Dataset rows on where objects appear:
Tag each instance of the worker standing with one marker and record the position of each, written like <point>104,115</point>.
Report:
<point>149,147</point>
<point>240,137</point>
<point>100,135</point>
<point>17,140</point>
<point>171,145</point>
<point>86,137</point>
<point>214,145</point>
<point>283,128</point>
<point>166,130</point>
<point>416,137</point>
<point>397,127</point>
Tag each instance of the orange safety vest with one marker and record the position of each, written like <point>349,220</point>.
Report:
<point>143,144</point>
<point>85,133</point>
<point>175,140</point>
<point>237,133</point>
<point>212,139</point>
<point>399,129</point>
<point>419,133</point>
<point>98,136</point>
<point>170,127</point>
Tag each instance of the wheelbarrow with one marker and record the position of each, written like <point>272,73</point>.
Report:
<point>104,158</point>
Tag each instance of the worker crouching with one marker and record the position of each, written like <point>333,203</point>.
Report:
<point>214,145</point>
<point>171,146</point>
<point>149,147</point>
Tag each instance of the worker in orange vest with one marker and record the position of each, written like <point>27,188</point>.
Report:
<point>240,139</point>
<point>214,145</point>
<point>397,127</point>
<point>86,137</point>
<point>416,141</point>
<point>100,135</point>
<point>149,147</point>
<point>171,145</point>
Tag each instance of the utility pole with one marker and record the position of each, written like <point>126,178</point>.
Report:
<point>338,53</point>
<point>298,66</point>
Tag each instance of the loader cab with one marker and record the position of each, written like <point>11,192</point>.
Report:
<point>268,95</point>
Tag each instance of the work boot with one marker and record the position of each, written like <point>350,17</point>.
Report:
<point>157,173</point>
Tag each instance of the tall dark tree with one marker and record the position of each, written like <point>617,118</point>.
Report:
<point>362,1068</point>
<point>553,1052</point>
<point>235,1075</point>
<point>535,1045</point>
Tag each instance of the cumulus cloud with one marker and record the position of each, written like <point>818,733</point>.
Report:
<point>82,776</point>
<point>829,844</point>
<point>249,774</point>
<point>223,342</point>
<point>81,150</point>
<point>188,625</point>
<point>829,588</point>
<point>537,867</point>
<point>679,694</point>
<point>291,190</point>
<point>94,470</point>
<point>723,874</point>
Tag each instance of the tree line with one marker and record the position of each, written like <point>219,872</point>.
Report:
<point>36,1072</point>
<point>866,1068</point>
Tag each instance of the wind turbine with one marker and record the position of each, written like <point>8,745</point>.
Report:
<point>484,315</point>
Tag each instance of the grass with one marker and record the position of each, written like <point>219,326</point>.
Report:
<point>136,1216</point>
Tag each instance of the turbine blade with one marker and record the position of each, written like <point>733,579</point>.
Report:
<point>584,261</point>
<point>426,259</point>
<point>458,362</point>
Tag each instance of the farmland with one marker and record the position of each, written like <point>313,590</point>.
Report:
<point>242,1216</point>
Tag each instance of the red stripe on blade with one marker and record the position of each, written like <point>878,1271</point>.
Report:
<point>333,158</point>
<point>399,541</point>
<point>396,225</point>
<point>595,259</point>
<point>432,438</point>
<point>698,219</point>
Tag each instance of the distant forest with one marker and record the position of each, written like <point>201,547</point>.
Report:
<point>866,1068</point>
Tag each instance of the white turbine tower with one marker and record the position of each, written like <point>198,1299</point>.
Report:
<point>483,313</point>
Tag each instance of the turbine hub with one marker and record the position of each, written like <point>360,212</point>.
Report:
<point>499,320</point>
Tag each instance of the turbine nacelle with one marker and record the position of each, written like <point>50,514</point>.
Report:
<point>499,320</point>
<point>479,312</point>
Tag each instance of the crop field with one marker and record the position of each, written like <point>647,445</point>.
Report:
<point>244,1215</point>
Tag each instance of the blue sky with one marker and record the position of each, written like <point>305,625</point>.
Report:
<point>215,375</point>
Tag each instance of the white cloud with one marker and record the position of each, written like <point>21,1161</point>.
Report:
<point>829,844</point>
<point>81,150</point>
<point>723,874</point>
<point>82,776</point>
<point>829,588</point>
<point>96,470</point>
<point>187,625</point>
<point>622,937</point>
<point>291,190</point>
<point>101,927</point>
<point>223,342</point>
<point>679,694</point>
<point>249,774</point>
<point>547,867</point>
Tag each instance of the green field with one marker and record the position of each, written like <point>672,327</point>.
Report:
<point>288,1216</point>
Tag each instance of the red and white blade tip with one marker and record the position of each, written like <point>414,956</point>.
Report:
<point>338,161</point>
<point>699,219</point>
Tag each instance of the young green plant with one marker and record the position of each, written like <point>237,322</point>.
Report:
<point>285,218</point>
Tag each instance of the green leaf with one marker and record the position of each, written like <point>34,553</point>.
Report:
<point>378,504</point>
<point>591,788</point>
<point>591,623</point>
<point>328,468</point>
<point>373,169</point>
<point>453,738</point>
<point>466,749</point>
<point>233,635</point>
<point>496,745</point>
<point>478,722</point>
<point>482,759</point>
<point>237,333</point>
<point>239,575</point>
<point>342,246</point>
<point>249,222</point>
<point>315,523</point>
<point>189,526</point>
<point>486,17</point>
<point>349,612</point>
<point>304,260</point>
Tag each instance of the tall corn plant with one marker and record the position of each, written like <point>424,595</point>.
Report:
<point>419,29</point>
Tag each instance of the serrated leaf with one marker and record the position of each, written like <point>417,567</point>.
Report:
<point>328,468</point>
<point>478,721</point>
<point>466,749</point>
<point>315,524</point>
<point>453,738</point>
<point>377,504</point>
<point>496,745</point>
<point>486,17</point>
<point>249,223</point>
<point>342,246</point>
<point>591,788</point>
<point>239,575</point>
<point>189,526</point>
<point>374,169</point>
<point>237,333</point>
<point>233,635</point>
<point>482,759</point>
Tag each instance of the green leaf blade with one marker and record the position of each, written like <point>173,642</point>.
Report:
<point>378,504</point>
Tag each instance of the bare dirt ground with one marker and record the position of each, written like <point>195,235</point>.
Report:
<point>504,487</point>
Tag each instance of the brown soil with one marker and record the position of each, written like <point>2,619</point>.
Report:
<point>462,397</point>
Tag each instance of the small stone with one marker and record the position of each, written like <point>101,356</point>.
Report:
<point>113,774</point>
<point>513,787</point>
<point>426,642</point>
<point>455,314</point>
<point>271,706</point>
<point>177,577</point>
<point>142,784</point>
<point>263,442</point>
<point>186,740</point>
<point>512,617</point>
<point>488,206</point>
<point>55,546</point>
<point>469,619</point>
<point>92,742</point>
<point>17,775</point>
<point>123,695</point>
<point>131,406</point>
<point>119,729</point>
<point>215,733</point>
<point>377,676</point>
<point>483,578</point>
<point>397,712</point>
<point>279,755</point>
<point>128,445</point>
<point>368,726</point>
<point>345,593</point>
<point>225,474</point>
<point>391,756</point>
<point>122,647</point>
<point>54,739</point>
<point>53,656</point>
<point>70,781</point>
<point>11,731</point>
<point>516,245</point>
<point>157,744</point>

[To do] Reproduce the entries above in full, verbatim.

[Answer in full]
Tag each instance of the worker standing with one marker and record the position of each, written like <point>104,115</point>.
Report:
<point>149,147</point>
<point>240,137</point>
<point>100,135</point>
<point>17,140</point>
<point>171,145</point>
<point>86,137</point>
<point>214,145</point>
<point>283,128</point>
<point>166,130</point>
<point>416,137</point>
<point>397,127</point>
Tag each instance of the orange safety vest with one marker and record the position of each, written like <point>349,220</point>.
Report:
<point>143,144</point>
<point>85,133</point>
<point>175,140</point>
<point>237,133</point>
<point>212,139</point>
<point>399,129</point>
<point>419,133</point>
<point>98,136</point>
<point>170,127</point>
Tag each instance of the wheelbarrow with one marker and record the position of each, written like <point>272,73</point>.
Report:
<point>104,158</point>
Tag each instance of the worker crouching with one marker and record the position of each, written like <point>333,203</point>.
Report:
<point>214,145</point>
<point>171,146</point>
<point>149,147</point>
Tag each instance of the worker in orange vest with one marker and record the position of each, written like <point>27,188</point>.
Report:
<point>240,139</point>
<point>214,145</point>
<point>397,127</point>
<point>86,137</point>
<point>416,141</point>
<point>100,135</point>
<point>149,147</point>
<point>171,145</point>
Tag each instance of the utility pole with one marker and record the position of each, written like <point>126,178</point>.
Report:
<point>338,53</point>
<point>298,66</point>
Tag each instance of the loader cab with one marker and record the position of each, written like <point>11,192</point>.
Report:
<point>268,95</point>
Tag each instance of the work boot with one marker and record the position of each, written like <point>350,17</point>.
Report:
<point>157,173</point>
Tag each instance of the tall dark tree with one marker and record the position of each, written like <point>617,118</point>.
Report:
<point>362,1068</point>
<point>553,1052</point>
<point>235,1075</point>
<point>535,1045</point>
Tag each instance of the cumulus cloud with one marker and record the position of each, written like <point>818,733</point>.
Report:
<point>82,776</point>
<point>829,844</point>
<point>249,774</point>
<point>223,342</point>
<point>81,150</point>
<point>188,625</point>
<point>829,588</point>
<point>537,867</point>
<point>679,694</point>
<point>291,190</point>
<point>94,470</point>
<point>723,874</point>
Tag each instance of the tree line with one marker and record the position of each, written like <point>219,872</point>.
Report:
<point>36,1072</point>
<point>866,1068</point>
Tag each instance of the wind turbine with one marker and record the position of each, written like <point>8,745</point>.
Report:
<point>484,315</point>
Tag each instance of the grass with one marker and record the position of each, written like <point>219,326</point>.
Report:
<point>136,1216</point>
Tag each instance of the turbine blade with one marker and record the position of each, written like <point>733,579</point>.
Report:
<point>584,261</point>
<point>426,259</point>
<point>458,362</point>
Tag each instance of the farmland with one marker and record the position of each, written like <point>313,590</point>.
Report:
<point>242,1216</point>
Tag each instance of the red stripe on blade with one marker and record the position of each, written like <point>878,1271</point>.
Report:
<point>333,158</point>
<point>399,541</point>
<point>396,225</point>
<point>595,259</point>
<point>432,438</point>
<point>698,219</point>
Tag each instance of the distant forest with one marker and record the position of each, written like <point>201,547</point>.
Report:
<point>866,1068</point>
Tag each instance of the white turbine tower with one marker and record the position of each, written like <point>198,1299</point>.
Report:
<point>483,313</point>
Tag each instance of the turbine hub with one marker and record the position of each, written like <point>360,212</point>.
Report:
<point>499,320</point>
Tag each instance of the turbine nacelle with one marker and record the position of each, written like <point>50,514</point>.
Report:
<point>499,320</point>
<point>479,312</point>
Tag each instance of the crop field with one marker and record the position of each, written like <point>647,445</point>.
Report:
<point>244,1215</point>
Tag each instance of the blue sky with one marker and record the position of each, written like <point>305,625</point>.
Report:
<point>215,375</point>
Tag each instance of the white cloud with one marker and record the position of each, written like <point>21,1161</point>.
Report:
<point>829,844</point>
<point>81,150</point>
<point>723,874</point>
<point>82,776</point>
<point>829,588</point>
<point>96,470</point>
<point>187,625</point>
<point>622,937</point>
<point>291,190</point>
<point>101,927</point>
<point>223,342</point>
<point>679,694</point>
<point>249,774</point>
<point>547,867</point>
Tag each instance of the green field with one marker and record the position of each, written like <point>672,327</point>.
Report:
<point>288,1216</point>
Tag each instance of the red and white blade tip with one marker and record the position of each, written like <point>414,956</point>.
Report:
<point>338,161</point>
<point>699,219</point>
Tag each instance of the young green plant with one marker and record the position of each, written like <point>237,322</point>.
Report:
<point>285,218</point>
Tag each instance of the green leaf with one marker and record the position of each, written like <point>34,553</point>.
Report:
<point>378,504</point>
<point>591,788</point>
<point>591,623</point>
<point>328,468</point>
<point>373,169</point>
<point>453,738</point>
<point>466,749</point>
<point>233,635</point>
<point>496,745</point>
<point>478,722</point>
<point>482,759</point>
<point>237,333</point>
<point>239,575</point>
<point>342,246</point>
<point>249,222</point>
<point>315,523</point>
<point>189,526</point>
<point>486,17</point>
<point>349,612</point>
<point>304,260</point>
Tag each instance of the tall corn plant with one marker and record the position of each, written like <point>424,595</point>.
Report:
<point>419,29</point>
Tag each instance of the serrated leaf with one marker and record the position of each, written like <point>417,567</point>.
Report:
<point>328,468</point>
<point>478,721</point>
<point>466,749</point>
<point>315,524</point>
<point>453,738</point>
<point>377,504</point>
<point>496,745</point>
<point>486,17</point>
<point>249,223</point>
<point>342,246</point>
<point>591,788</point>
<point>239,575</point>
<point>189,526</point>
<point>374,169</point>
<point>237,333</point>
<point>233,635</point>
<point>482,759</point>
Tag each instance of the green leaf blade with one marker and record the position of each, written like <point>173,642</point>.
Report:
<point>378,504</point>
Tag each instance of the bare dirt ground with one marker and record the position of each, written like <point>195,235</point>.
Report:
<point>504,487</point>
Tag each instance of the brown soil with one marker and record the position of each, written like <point>2,619</point>.
Report:
<point>462,397</point>
Tag each instance of the small stone with one marker and record the position of each, written like <point>101,356</point>.
Report:
<point>113,774</point>
<point>513,787</point>
<point>426,642</point>
<point>455,314</point>
<point>271,706</point>
<point>177,577</point>
<point>142,784</point>
<point>263,442</point>
<point>186,740</point>
<point>512,617</point>
<point>488,206</point>
<point>55,546</point>
<point>469,619</point>
<point>92,742</point>
<point>17,775</point>
<point>123,695</point>
<point>131,406</point>
<point>119,729</point>
<point>215,733</point>
<point>377,676</point>
<point>483,578</point>
<point>397,712</point>
<point>279,755</point>
<point>128,445</point>
<point>368,726</point>
<point>345,593</point>
<point>225,474</point>
<point>391,756</point>
<point>122,647</point>
<point>54,739</point>
<point>53,656</point>
<point>70,781</point>
<point>11,731</point>
<point>516,245</point>
<point>157,744</point>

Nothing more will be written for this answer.